» TASK TO CARRY OUT: Turn the lines of these items into a numbered list, leaving out any blank lines.

[Stored data]
====
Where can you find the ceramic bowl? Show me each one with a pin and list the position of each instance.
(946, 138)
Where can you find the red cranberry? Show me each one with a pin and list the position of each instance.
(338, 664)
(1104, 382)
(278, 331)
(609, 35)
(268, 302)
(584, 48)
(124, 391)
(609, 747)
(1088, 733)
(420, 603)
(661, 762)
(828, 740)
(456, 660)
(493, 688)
====
» PROBLEM SOLUTION:
1. Where can you find the ceramic bowl? Show me each one with a pin and list the position of each instance.
2. (946, 138)
3. Where can you find the red cranberry? Show me each one with a pin and list the position of each instance.
4. (338, 664)
5. (1104, 382)
6. (278, 331)
7. (609, 35)
8. (268, 302)
9. (584, 48)
10. (124, 391)
11. (609, 747)
12. (1088, 733)
13. (420, 603)
14. (661, 762)
15. (828, 740)
16. (456, 660)
17. (493, 688)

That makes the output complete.